- **Directions for this task**
Reproduce each record exactly.

— start Source material —

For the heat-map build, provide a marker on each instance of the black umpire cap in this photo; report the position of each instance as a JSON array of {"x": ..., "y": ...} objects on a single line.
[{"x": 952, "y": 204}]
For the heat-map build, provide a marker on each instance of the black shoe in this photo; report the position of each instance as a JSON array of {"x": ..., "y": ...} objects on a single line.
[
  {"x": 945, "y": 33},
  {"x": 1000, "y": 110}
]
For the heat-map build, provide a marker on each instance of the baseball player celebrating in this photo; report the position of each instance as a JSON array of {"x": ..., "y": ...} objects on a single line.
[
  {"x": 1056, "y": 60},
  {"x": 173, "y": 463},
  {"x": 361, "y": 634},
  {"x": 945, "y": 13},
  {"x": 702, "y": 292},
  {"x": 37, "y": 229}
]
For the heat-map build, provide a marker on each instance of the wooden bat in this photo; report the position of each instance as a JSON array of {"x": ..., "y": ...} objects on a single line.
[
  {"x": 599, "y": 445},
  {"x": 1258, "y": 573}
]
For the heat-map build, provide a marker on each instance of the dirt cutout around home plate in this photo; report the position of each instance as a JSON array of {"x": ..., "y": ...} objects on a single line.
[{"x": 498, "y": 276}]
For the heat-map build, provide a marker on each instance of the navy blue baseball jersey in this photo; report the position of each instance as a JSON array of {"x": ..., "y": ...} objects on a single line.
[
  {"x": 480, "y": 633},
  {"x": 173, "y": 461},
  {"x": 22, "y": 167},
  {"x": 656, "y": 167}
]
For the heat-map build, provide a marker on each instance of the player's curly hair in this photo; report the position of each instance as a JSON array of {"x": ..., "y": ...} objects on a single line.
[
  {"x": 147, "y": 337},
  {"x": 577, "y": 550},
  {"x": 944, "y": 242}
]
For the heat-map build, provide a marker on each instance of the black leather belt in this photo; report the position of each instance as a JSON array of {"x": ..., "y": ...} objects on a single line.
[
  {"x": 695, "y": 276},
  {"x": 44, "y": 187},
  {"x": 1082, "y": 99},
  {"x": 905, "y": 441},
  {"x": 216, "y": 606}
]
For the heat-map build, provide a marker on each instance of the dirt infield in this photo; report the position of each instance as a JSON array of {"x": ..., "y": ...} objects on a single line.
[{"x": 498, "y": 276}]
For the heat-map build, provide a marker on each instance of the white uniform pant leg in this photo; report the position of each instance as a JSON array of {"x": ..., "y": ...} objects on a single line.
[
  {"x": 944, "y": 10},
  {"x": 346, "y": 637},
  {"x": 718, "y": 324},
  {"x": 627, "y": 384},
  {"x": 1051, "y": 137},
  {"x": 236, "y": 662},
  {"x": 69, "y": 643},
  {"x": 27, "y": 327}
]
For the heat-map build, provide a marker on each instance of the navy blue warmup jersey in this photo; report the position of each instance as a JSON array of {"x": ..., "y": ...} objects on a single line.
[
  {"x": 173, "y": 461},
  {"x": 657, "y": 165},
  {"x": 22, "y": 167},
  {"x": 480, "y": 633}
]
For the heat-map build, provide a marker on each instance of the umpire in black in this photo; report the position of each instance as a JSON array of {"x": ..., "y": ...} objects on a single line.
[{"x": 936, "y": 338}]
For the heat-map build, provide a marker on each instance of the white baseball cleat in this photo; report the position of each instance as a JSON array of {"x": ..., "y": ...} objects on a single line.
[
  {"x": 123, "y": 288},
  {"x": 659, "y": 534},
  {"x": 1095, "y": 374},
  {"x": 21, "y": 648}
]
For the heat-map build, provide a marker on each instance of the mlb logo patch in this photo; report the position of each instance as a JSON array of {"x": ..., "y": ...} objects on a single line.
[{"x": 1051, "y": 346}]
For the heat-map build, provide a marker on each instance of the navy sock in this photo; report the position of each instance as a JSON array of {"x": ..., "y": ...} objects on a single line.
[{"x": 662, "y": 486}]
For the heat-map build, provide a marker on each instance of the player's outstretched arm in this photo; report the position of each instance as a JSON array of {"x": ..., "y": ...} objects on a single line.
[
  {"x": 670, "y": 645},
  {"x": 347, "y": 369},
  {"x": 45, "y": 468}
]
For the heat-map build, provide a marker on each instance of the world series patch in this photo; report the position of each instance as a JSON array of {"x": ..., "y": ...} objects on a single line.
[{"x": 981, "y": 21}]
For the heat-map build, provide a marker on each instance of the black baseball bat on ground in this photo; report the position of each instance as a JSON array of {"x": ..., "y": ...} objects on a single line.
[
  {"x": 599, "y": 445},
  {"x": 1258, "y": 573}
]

— end Source material —

- **Response to this task**
For the heat-map build, provide a marker on each instance of the black umpire cap in this photo; report the position of each instance as a JSON array of {"x": ..., "y": ...} objects on a single line.
[{"x": 952, "y": 204}]
For the heat-map build, provide a marker on each instance of the black shoe in this photo; report the position of each instance as a JSON array of {"x": ..., "y": ...} objects on a single line.
[
  {"x": 945, "y": 33},
  {"x": 1000, "y": 110}
]
For the heat-map build, provide a marker on each instance of the baseball player celebrating in this photo; report the position of each instance as a JSON array of {"x": ..., "y": ...} objects on a single line.
[
  {"x": 1056, "y": 60},
  {"x": 173, "y": 463},
  {"x": 361, "y": 634},
  {"x": 945, "y": 13},
  {"x": 702, "y": 292},
  {"x": 37, "y": 229}
]
For the heat-map build, provide a marker on each instance of the wooden bat in this photo; report the position of each instance as a JSON array of {"x": ..., "y": ...} objects on a single line.
[
  {"x": 599, "y": 445},
  {"x": 1258, "y": 573}
]
For the heat-map build, provide a marker on each instance of the dirt cutout around home plate in this photo; report the position of each instance as a JSON array of {"x": ..., "y": ...} objects on a single line.
[{"x": 498, "y": 276}]
For the heat-map build, provide a marker on each instance of the navy blue baseball jersey in this photo; report the position of each instance as a JSON array of {"x": ..., "y": ...} objects on a single line.
[
  {"x": 480, "y": 633},
  {"x": 173, "y": 461},
  {"x": 22, "y": 167},
  {"x": 656, "y": 167}
]
For the heat-map build, provide a marker on each instance of the player's curly hair in this photo; report the position of each instance as a JSON array of {"x": ..., "y": ...} objects on a single line.
[
  {"x": 147, "y": 337},
  {"x": 577, "y": 550},
  {"x": 944, "y": 242}
]
For the heat-map build, provide a marker on each instance of the black leather belt in this photo; report the position of each instance as a JSON array of {"x": ..., "y": ...} objects on a single line.
[
  {"x": 695, "y": 276},
  {"x": 44, "y": 187},
  {"x": 1082, "y": 99},
  {"x": 905, "y": 441},
  {"x": 216, "y": 606}
]
For the heat-map build, provide a marker on each instance of the dirt infield in this photo; report the position of each instance as a JSON array of {"x": ..., "y": ...} objects on a single line.
[{"x": 498, "y": 276}]
For the heat-map build, provide a marker on each instance of the white uniform pant leg in this photo; report the position of each instance as a JSON array of {"x": ..., "y": ...} objects on a single line.
[
  {"x": 944, "y": 10},
  {"x": 346, "y": 637},
  {"x": 718, "y": 324},
  {"x": 627, "y": 384},
  {"x": 1051, "y": 137},
  {"x": 236, "y": 662},
  {"x": 69, "y": 643},
  {"x": 27, "y": 327}
]
For the heat-map build, provide a marker on each instance of the navy blue warmup jersey in this photo; report the position of each instance as a JSON array of {"x": ..., "y": ...} objects on a single line.
[
  {"x": 173, "y": 461},
  {"x": 657, "y": 165},
  {"x": 22, "y": 167},
  {"x": 480, "y": 633}
]
For the heat-map build, provide a marker on each instance of the umpire in black in this photo; report the position of each instance as a JSON array of {"x": ..., "y": ...} objects on a single line.
[{"x": 936, "y": 338}]
For the heat-map build, provide a marker on each instance of the white baseball cleat in this photo; report the position of each instance as a JSON array of {"x": ..., "y": ...} objects on a single line.
[
  {"x": 123, "y": 288},
  {"x": 659, "y": 534},
  {"x": 1095, "y": 374},
  {"x": 21, "y": 648}
]
For the heat-map build, provide a marker on each instance of the mlb logo patch in this photo; report the position of each instance as a JSON array of {"x": ..., "y": ...} objects on a single line.
[{"x": 1051, "y": 346}]
For the heat-map build, provide a marker on each instance of the navy sock in this photo; report the position of each instance as a JSON array of {"x": ..., "y": ...} objects on a single line.
[{"x": 662, "y": 486}]
For the heat-map build, provide a marker on each instance of the player's outstretched arm in this photo; report the position of each instance as a JSON array of {"x": ..., "y": ...} objects on a single line.
[
  {"x": 670, "y": 645},
  {"x": 347, "y": 369},
  {"x": 45, "y": 468}
]
For the heat-map build, provide a marker on each instance of the world series patch in this photo; report the position of each instance as a JSON array of {"x": ..., "y": ...} objects on a single line.
[{"x": 981, "y": 21}]
For the heat-map build, provide a marker on each instance of the black baseball bat on ground in this photo; report the position of each instance as a JSON array of {"x": ..., "y": ...} objects on a single line.
[
  {"x": 599, "y": 445},
  {"x": 1258, "y": 573}
]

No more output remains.